(What the task requires)
Can you rewrite the paragraph beginning "Skipping meals could make you feel dizzy" from the text on fasting diets as a short list that keeps its main facts?

Sian said: “Sticking to a rigid regime for two days a week is more achievable than for seven days so you are more likely to stick with this way of eating and successfully lose weight.
“Two days per week of the restricted diets can lead to greater reductions in body fat, insulin resistance and other biomarkers than daily calorie restriction.
“But the non-restricted days do not mean unlimited feasting on treats.
“You will need to make healthy choices and be physically active.
“Skipping meals could make you feel dizzy, irritable, give you headaches and make it hard to concentrate. Other reported side effects are difficulties sleeping and daytime sleepiness, bad breath and dehydration.”
Summary: Restricts eating times to eight hours in a single block and non-eating times to 16 hours.
Faye said: “The theory is to increase your metabolism by introducing a longer fasting and fat-burning period.
There are no restrictions as to what you can eat, so there is no incentive to modify your diet or choose more healthy foods, so it is not helping to improve health in the long term.
Sian said: “In the same way as the 5:2, this would be hard to follow for many, fitting in with lifestyles and family life. It could be socially isolating.
DODO (Day On, Day Off)
Summary: Diet in which people can drink plenty of fluids and eat one light meal a day (about a quarter of normal calorie intake) during diet days, before having a ‘day off’ with a normal eating pattern.

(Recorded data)
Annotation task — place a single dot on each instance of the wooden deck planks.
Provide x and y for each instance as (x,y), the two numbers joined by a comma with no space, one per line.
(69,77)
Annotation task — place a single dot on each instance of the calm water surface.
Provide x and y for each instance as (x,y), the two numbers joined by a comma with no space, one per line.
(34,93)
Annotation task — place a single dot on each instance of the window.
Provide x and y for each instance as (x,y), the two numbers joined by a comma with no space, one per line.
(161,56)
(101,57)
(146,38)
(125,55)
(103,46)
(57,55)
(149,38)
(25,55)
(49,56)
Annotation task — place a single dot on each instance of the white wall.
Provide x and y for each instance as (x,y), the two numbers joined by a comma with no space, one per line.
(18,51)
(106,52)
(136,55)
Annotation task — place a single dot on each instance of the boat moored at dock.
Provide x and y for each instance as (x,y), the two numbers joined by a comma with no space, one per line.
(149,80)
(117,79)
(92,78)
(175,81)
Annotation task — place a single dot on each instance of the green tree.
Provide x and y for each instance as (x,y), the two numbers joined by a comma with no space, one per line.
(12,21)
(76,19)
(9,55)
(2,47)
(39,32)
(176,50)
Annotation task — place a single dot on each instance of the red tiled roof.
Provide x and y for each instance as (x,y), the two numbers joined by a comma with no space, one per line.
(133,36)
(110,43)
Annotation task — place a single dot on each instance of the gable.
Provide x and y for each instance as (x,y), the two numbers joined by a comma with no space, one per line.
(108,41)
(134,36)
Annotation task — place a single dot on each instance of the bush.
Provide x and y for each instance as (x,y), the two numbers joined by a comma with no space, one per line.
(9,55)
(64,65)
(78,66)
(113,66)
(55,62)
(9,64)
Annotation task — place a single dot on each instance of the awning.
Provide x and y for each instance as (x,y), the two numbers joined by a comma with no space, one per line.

(Final answer)
Possible effects of skipping meals:
- Dizziness
- Irritability
- Headaches
- Trouble concentrating
- Difficulty sleeping
- Daytime sleepiness
- Bad breath
- Dehydration